On May 22, 2026, AQI.in’s live global temperature ranking showed that 97 of the world’s 100 hottest cities were in India. Balangir in Odisha, with 48°C, was the hottest city on that particular day.
India Today also reported that, on the same day, all 50 of the world’s hottest cities were in India during the morning ranking.

This shows how serious the heat situation has become. Rising temperatures in India are now affecting health, farming, electricity demand, water usage, outdoor work, and indoor comfort. Hotter afternoons, warmer nights, longer heatwave periods, and sudden weather shifts are forcing people to rethink how they live, travel, work, and build.
In this article, we discuss the causes of rising temperatures in India, their impact on agriculture, health, weather patterns, and the economy, and the steps India can take to build better heat resilience in 2026 and beyond.
What Does Rising Temperature in India Mean in 2026?
A normal Indian summer has always been hot. But the concern in 2026 is different. Heatwaves are lasting longer, nights are staying warmer, and many cities are recording temperatures that put pressure on people, buildings, farms, power systems, and public health services.
This rise also changes how seasons behave. A hotter baseline can make pre-monsoon months more intense, increase water demand, disturb crop cycles, and worsen the impact of dry spells. It can also make sudden rainfall more damaging because warmer air can hold more moisture.
Large parts of north, central, and eastern India are seeing high temperatures at the same time. Many cities from Rajasthan, Uttar Pradesh, Madhya Pradesh, Maharashtra, Bihar, and Jharkhand are the hottest cities in the world.
Heatwaves in India: Why 2026 Has Raised Concern
Heatwaves are becoming a bigger concern because they are stretching across many regions and lasting long enough to affect daily life. The India Meteorological Department reported maximum temperatures in the 45°C to 47°C range over parts of Madhya Pradesh, Rajasthan, East Uttar Pradesh, Haryana, and Vidarbha on May 26, 2026. It also warned that heatwave to severe heatwave conditions were likely to continue over central and northwest India for the next few days.

This kind of heat creates pressure at multiple levels. Homes need more cooling. Offices and shops spend more on electricity. Farmers need more water for irrigation. Outdoor workers lose safe working hours. Hospitals see more cases of dehydration, heat exhaustion, and heatstroke.

###

* _The task_
Pull the stretch from "This kind of" through "exhaustion, and heatstroke." word for word out of the article on rising temperatures in India.

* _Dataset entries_
###

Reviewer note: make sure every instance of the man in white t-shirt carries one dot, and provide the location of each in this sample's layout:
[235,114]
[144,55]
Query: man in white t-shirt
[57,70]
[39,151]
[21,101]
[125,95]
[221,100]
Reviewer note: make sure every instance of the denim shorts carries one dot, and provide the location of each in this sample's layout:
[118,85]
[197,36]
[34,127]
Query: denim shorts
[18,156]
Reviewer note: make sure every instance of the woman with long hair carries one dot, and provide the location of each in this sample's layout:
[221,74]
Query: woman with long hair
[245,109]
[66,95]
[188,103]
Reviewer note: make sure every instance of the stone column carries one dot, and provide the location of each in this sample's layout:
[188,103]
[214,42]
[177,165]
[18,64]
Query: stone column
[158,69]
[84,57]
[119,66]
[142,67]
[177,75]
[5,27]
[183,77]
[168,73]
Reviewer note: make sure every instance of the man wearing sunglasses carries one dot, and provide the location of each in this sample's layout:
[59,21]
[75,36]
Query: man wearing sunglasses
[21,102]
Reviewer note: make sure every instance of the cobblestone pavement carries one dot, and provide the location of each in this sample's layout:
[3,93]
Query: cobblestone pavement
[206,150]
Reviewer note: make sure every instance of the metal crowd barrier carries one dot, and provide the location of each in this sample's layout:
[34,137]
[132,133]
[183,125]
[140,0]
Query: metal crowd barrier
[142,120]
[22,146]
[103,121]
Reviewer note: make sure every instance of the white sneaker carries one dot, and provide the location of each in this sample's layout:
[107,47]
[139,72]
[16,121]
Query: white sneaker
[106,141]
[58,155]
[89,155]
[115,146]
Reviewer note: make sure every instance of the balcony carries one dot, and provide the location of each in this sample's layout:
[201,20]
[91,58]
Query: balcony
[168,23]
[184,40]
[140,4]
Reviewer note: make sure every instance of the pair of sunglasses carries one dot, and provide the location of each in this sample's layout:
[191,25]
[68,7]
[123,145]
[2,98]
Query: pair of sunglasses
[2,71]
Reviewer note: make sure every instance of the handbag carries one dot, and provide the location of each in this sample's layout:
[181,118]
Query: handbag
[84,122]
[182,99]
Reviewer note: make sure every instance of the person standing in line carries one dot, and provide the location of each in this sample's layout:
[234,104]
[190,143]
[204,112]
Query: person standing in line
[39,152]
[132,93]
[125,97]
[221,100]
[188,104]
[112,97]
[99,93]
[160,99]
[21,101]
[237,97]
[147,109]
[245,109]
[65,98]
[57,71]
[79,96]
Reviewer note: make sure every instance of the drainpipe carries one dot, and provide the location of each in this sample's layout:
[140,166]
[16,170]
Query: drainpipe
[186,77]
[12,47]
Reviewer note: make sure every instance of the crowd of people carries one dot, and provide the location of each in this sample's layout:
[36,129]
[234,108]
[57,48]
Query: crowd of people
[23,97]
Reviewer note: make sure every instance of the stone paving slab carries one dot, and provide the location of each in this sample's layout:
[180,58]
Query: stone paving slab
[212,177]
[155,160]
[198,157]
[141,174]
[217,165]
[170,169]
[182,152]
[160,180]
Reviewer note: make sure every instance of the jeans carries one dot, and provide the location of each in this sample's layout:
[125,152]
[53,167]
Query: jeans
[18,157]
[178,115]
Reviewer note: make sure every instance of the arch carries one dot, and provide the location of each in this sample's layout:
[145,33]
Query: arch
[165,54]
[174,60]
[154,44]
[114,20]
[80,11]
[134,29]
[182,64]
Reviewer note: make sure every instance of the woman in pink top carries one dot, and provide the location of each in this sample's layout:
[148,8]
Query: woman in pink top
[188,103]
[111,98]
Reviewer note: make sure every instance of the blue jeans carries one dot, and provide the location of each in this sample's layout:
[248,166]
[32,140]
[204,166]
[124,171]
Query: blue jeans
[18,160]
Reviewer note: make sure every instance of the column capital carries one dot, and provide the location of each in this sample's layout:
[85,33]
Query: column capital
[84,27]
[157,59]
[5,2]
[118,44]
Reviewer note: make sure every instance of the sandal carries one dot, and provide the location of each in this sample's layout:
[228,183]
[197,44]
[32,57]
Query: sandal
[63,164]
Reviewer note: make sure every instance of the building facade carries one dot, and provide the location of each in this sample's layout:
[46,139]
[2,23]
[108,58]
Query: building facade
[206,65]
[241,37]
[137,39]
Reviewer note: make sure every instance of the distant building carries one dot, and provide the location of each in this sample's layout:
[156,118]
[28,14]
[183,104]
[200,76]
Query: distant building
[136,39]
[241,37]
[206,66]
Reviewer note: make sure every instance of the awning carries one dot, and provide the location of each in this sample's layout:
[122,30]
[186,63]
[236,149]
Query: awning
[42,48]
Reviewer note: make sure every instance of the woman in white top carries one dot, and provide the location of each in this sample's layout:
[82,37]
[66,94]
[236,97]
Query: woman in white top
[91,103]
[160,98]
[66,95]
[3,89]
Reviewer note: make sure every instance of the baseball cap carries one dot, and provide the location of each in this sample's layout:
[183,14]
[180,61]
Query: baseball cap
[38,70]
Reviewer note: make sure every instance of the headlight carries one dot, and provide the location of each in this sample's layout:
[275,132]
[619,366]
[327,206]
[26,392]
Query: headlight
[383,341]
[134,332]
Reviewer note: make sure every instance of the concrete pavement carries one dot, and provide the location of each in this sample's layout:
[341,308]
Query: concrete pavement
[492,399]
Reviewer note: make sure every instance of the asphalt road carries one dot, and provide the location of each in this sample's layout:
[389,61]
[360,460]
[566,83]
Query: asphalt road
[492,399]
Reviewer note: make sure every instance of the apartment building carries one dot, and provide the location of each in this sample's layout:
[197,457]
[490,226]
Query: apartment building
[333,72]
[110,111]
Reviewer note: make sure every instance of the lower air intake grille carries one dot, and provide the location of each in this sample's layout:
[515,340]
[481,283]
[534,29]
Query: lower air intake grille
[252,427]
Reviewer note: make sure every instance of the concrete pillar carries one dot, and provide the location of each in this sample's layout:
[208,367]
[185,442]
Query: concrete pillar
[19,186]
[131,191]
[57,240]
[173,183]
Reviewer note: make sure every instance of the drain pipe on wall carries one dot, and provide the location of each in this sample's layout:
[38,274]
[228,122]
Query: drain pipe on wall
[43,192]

###

* _Answer box_
This kind of heat creates pressure at multiple levels. Homes need more cooling. Offices and shops spend more on electricity. Farmers need more water for irrigation. Outdoor workers lose safe working hours. Hospitals see more cases of dehydration, heat exhaustion, and heatstroke.